(Pointing and labeling records)
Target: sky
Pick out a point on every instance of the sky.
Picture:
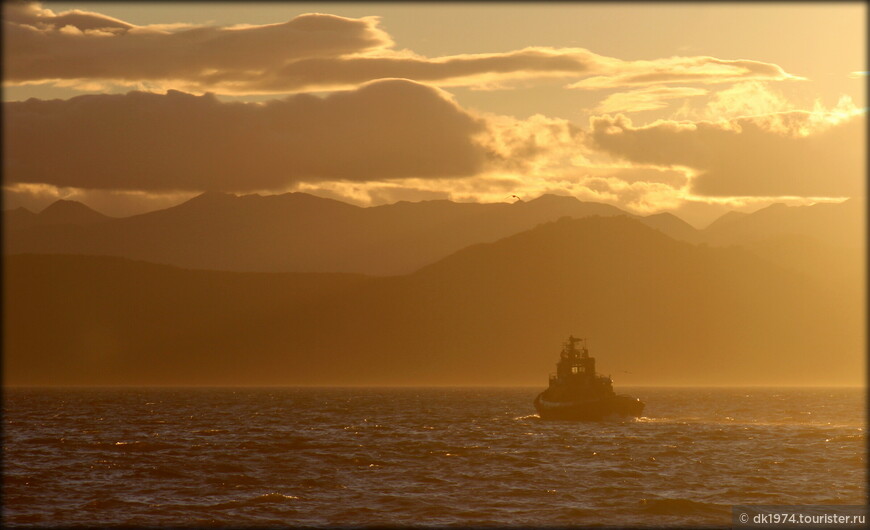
(689, 108)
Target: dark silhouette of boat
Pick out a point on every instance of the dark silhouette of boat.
(576, 392)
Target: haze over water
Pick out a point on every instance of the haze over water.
(420, 456)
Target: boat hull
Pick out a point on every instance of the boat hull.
(588, 410)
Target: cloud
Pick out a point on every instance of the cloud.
(40, 45)
(179, 142)
(647, 98)
(311, 52)
(705, 70)
(796, 153)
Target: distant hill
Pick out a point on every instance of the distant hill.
(297, 232)
(61, 212)
(841, 225)
(655, 310)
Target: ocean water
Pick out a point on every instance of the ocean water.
(420, 456)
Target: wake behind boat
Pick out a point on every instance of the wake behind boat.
(576, 392)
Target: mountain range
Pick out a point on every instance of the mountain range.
(657, 310)
(297, 232)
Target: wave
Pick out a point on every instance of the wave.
(669, 506)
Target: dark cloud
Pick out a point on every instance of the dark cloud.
(786, 154)
(79, 45)
(310, 52)
(175, 142)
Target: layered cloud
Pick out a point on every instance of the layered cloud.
(646, 98)
(308, 53)
(794, 153)
(706, 70)
(142, 141)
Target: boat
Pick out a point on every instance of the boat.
(576, 392)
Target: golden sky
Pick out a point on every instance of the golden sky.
(690, 108)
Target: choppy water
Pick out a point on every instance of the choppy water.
(302, 456)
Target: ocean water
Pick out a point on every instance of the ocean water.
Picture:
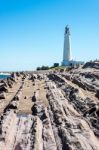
(4, 76)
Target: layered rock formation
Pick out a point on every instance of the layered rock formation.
(50, 111)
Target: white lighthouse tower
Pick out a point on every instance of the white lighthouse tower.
(67, 48)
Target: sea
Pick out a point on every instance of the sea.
(4, 76)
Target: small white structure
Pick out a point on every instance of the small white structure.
(67, 57)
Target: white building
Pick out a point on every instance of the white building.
(67, 56)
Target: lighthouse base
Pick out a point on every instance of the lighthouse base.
(71, 63)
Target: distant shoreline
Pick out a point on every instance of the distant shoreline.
(2, 73)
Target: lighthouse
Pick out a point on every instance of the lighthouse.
(67, 57)
(67, 48)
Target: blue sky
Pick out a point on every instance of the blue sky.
(32, 32)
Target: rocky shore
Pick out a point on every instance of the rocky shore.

_Problem details:_ Rescale the part of the records that opens with the line containing "Target: choppy water" and runs through the end of the records, both ends included. Give every line again, requests included, but multiply each point coordinate in the answers by 0.5 and round it to a whole number, with halves rounded up. Leave the pictures out.

_Solution:_
Target: choppy water
Pick out a point on every instance of the choppy water.
(151, 228)
Target: ocean water
Pick out a point on every instance of the ocean water.
Picture:
(2, 38)
Target: layered rock formation
Pick out a point on every instance of the layered rock formation.
(25, 56)
Target: white lighthouse tower
Pick out a point on every instance of the white lighthouse tower.
(34, 24)
Target: sea
Pick out a point on every instance of the sea.
(2, 38)
Target: small white structure
Pick out a point on every instance of the small white structure.
(34, 29)
Target: white building
Pick out a point on every instance of the white building.
(34, 28)
Target: lighthouse base
Pick out a point on every instance of the lighthouse base.
(36, 32)
Target: distant shoreline
Pick out a point on every instance of the distant shoreline.
(1, 37)
Target: lighthouse
Pick out a point on every instance of the lighthouse.
(34, 29)
(34, 24)
Target: blue sky
Pick out a point on every instance of the blue sky.
(16, 16)
Target: rocky shore
Pick out a point on every instance of the rocky shore.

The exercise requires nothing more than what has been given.